_Estratto del documento:_
▬▬▬

L’opzione per il contributivo, che può essere richiesta dal contribuente, diventa irrevocabile una volta accettato un eventuale onere di riscatto, superato il massimale annuo di contribuzione e, naturalmente, al momento del pensionamento. Ma, una volta che la pensione è stata liquidata con sistema misto, si può chiedere il suo ricalcolo con sistema contributivo, laddove soltanto dopo il pensionamento ci si accorga che il calcolo interamente contributivo è più favorevole?

Rinuncia alla pensione

Se l’interessato si accorge, dopo la presentazione della domanda di pensione, che il ricalcolo contributivo, non richiesto, risulta in realtà più favorevole, può esercitare la facoltà di rinuncia e presentare una nuova domanda (cfr. circolare INPS n. 15 del 22 gennaio 1982). La facoltà di rinuncia, tuttavia, è esercitabile sino al momento della liquidazione della pensione da parte dell’ente previdenziale e non oltre.

Ricalcolo contributivo dopo la pensione

In base alla sentenza n. 21057/2017 della Cassazione, chi è già andato in pensione non può chiedere il ricalcolo dell’assegno con il sistema contributivo per raggiungere un trattamento di importo superiore a quello riconosciuto. L’art. 1, co. 23, legge n. 335/1995, difatti, fa espresso richiamo ai “lavoratori iscritti” e non ai già pensionati: in pratica, una volta che i contributi hanno dato luogo a pensione, non è più possibile rideterminare il trattamento con un diverso sistema di calcolo.

Tuttavia, qualora l’interessato abbia diritto a una pensione supplementare o a una seconda pensione autonoma, l’opzione al contributivo può essere richiesta laddove sussistano i requisiti in relazione al nuovo trattamento: a tal fine, non possono essere considerati quei periodi di anzianità contributiva per i quali sia stato già liquidato il relativo trattamento pensionistico (Cass., ss. nn. 21244/2014 e 3486/2014).

▬▬▬

_Obiettivo 1:_
Rispondi in base all'estratto del documento:
(a) Fino a quale momento è esercitabile la facoltà di rinuncia alla pensione?
(b) Quale sentenza della Cassazione esclude il ricalcolo contributivo per chi è già andato in pensione?
(c) A chi fa espresso richiamo l'art. 1, co. 23, legge n. 335/1995?

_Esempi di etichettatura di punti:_
▬▬▬

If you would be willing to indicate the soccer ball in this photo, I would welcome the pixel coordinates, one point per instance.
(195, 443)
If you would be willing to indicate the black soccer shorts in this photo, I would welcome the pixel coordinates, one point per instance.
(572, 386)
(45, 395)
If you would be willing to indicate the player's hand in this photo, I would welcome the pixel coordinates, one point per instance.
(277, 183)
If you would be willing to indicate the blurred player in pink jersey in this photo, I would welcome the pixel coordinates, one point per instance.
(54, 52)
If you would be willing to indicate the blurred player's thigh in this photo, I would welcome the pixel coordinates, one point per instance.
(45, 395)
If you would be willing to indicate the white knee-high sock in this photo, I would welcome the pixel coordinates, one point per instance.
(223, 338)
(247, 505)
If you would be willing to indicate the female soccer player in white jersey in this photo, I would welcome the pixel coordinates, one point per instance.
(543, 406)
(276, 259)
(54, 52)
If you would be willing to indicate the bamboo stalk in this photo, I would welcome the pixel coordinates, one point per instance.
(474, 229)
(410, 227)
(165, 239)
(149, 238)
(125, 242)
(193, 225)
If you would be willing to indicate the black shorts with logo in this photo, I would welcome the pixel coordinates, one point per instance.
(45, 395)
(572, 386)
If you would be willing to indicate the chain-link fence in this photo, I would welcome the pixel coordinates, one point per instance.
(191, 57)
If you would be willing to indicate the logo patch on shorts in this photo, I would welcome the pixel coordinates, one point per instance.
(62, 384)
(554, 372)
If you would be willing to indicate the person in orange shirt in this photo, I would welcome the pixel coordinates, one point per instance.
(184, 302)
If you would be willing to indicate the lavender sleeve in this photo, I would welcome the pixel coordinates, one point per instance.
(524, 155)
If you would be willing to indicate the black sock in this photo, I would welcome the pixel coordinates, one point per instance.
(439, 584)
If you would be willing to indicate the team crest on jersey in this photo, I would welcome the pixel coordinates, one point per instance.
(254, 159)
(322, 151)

▬▬▬

_Obiettivo 2:_ Copia fedelmente le righe delle voci che vanno da quella contenente "If you would be willing to indicate the team" fino alla fine delle voci, estremi inclusi.

_Risposta completa 1:_
(a) Sino al momento della liquidazione della pensione da parte dell'ente previdenziale, e non oltre.
(b) La sentenza n. 21057/2017.
(c) Ai "lavoratori iscritti", e non ai già pensionati.

_Risposta completa 2:_
If you would be willing to indicate the team crest on jersey in this photo, I would welcome the pixel coordinates, one point per instance.
(254, 159)
(322, 151)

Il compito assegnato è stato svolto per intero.